DOCUMENT SEGMENT:
=====
This was published 2 years ago
No skirting the gender issue as racing fashion winner makes history
History was made at the 60-year-old Myer Fashions on the Field at Flemington on Thursday when one of the national winners was a man wearing a skirt – his own creation.
Sherlon Garbo, 31, was a popular winner of the inaugural best suited category, which replaced the anachronistic “best male” and “best female” categories that were a mainstay of the racewear fashion competition for decades.
Garbo, a nurse from the Northern Territory, said it was thrilling to win the first year of the revamped competition. “Everyone can wear a suit, everyone can wear a skirt,” he said, adding he was inspired by Harry Styles, who frequently plays with gender ambiguity in his red-carpet looks, and Brad Pitt, who wore a skirt to the premiere of his film Bullet Train this year.
A winner of the digital COVID-era Fashions on Your Front Lawn competition in 2020, Garbo is no stranger to dressing up in the name of racing. But he said this year was harder knowing he was going to be up against women and non-binary entrants in the best suited category.
One of the judges and Victoria Racing Club ambassador Christian Wilkins declared the competition a huge success: “This feels like the future of racing fashion,” he said, after a week in which racing norms were regularly ditched and fashion stunts outshone true style at various times in the Birdcage.
Wearing a much more traditional outfit, though still a departure from the full-skirted looks that dominated the fashions competitions of old, best dressed winner Bernadette May confessed a “reject outfit” took her all the way from the Cup Day heats to the national final, in which she took home a new car, among other prizes.
“I was going to enter this outfit online but I showed my friends and none of them jumped up and down about it,” she said. “So I thought, I’ll wear it to Flemington but in the back of my head I didn’t think I had a chance.”
May, a mother of four children aged 22, 19, 6 and 1, from Geraldton in Western Australia, has entered the competition three times and been a finalist once. But her regular garb couldn’t be further from her winning combination of floral dress by Bambah and hat by Peacock Millinery.
“When I’m not doing this I have a flannel shirt on or active wear, and I don’t even work out,” she said.
Away from the competition precinct, the fashions were the strongest of the carnival, notwithstanding the abundance of hot pink around the Birdcage.
Model Nicole Trunfio arrived in a pink vintage Chanel suit once worn by the actress the late Elizabeth Taylor she bought at Christie’s for $US21,000 ($33,000). She said the look was a tribute to the late Karl Lagerfeld. “He was the one who discovered me and made my career. I hope he’d be happy.”
The best dressed on Oaks Day
Elle Baillieu, photographer/social identity
Wearing head-to-toe Gucci.
Nicole Trunfio, model
Wearing a vintage Chanel suit, headpiece by Melissa Jackson millinery made from offcuts from the skirt.
Jaimee Belle Kennedy, social identity
Wearing Tamara Ralph dress, Graff necklace.
Kate Waterhouse
Wearing Versace suit, Ezara J hat.
The reporter was a judge in the Myer Fashions on the Field.
=====
SOURCE MATERIAL:
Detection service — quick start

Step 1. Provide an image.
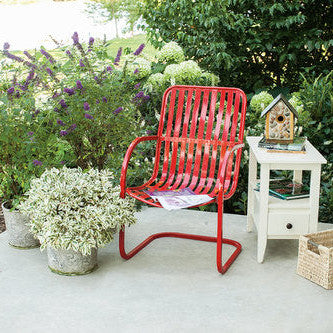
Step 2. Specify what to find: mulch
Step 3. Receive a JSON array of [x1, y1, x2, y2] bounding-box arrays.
[[0, 201, 6, 234]]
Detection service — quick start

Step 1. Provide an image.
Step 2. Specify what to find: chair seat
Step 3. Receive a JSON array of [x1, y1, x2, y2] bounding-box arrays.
[[126, 186, 216, 208]]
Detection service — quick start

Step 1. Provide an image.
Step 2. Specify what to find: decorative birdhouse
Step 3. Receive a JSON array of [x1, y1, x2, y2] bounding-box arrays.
[[261, 94, 298, 144]]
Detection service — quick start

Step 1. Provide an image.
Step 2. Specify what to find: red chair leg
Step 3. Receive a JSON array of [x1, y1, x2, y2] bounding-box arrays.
[[119, 201, 242, 274], [216, 196, 242, 274]]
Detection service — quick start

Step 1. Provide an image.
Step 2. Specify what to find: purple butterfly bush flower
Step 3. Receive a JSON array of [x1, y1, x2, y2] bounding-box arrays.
[[40, 49, 55, 64], [72, 31, 79, 45], [84, 113, 94, 119], [64, 88, 75, 96], [59, 99, 68, 109], [59, 130, 68, 136], [112, 106, 123, 114], [68, 124, 77, 132], [32, 160, 43, 166], [133, 90, 145, 100], [133, 44, 145, 56], [27, 71, 35, 81], [52, 91, 60, 99], [23, 51, 36, 60], [76, 80, 83, 89], [32, 109, 40, 118], [83, 102, 90, 111], [113, 47, 123, 65], [7, 87, 15, 95], [46, 67, 53, 76]]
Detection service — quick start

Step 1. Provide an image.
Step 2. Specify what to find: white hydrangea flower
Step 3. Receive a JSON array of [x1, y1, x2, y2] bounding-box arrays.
[[157, 42, 185, 64], [126, 57, 151, 79], [144, 73, 165, 91], [201, 72, 220, 86], [164, 60, 202, 84], [164, 64, 181, 81], [250, 91, 274, 113]]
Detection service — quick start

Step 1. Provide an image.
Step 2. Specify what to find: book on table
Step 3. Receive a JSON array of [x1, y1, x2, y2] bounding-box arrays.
[[144, 187, 213, 210], [258, 137, 307, 153], [254, 179, 310, 200]]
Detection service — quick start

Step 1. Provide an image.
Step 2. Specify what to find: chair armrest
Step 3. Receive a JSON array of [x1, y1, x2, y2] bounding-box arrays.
[[120, 135, 158, 198], [218, 143, 245, 199]]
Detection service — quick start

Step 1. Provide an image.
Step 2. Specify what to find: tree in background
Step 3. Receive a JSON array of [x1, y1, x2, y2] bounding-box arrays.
[[87, 0, 123, 38], [88, 0, 141, 38], [143, 0, 333, 92]]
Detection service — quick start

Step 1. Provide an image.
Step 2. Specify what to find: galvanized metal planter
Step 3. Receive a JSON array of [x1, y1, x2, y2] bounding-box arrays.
[[2, 202, 40, 249], [47, 246, 97, 275]]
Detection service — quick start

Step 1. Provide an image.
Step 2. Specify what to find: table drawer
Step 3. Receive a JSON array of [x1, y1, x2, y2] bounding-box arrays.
[[267, 213, 309, 235]]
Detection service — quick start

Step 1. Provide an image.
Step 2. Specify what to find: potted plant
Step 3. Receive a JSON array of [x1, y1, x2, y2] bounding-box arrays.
[[19, 167, 136, 275], [0, 53, 72, 249], [0, 64, 39, 249]]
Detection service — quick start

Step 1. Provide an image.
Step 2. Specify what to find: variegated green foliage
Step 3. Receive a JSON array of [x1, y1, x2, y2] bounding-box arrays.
[[19, 167, 136, 254]]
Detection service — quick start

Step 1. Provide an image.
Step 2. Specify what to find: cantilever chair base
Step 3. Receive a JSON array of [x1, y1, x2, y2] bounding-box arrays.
[[119, 228, 242, 274]]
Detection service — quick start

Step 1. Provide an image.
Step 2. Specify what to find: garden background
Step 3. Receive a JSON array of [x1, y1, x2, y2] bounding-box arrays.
[[0, 0, 333, 226]]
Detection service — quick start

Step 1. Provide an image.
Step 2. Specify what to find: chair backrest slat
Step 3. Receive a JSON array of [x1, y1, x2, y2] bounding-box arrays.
[[154, 86, 246, 193]]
=====
WORK INSTRUCTIONS:
a - From the Fashions on the Field article, retype the passage that opens with the words "The best dressed" and closes with "dress, Graff necklace.".
b - According to the Fashions on the Field article, what occupation does Sherlon Garbo hold, and where is Garbo from?

RESULTS OF THE EXERCISE:
a -
The best dressed on Oaks Day
Elle Baillieu, photographer/social identity
Wearing head-to-toe Gucci.
Nicole Trunfio, model
Wearing a vintage Chanel suit, headpiece by Melissa Jackson millinery made from offcuts from the skirt.
Jaimee Belle Kennedy, social identity
Wearing Tamara Ralph dress, Graff necklace.

b - Garbo is a nurse from the Northern Territory.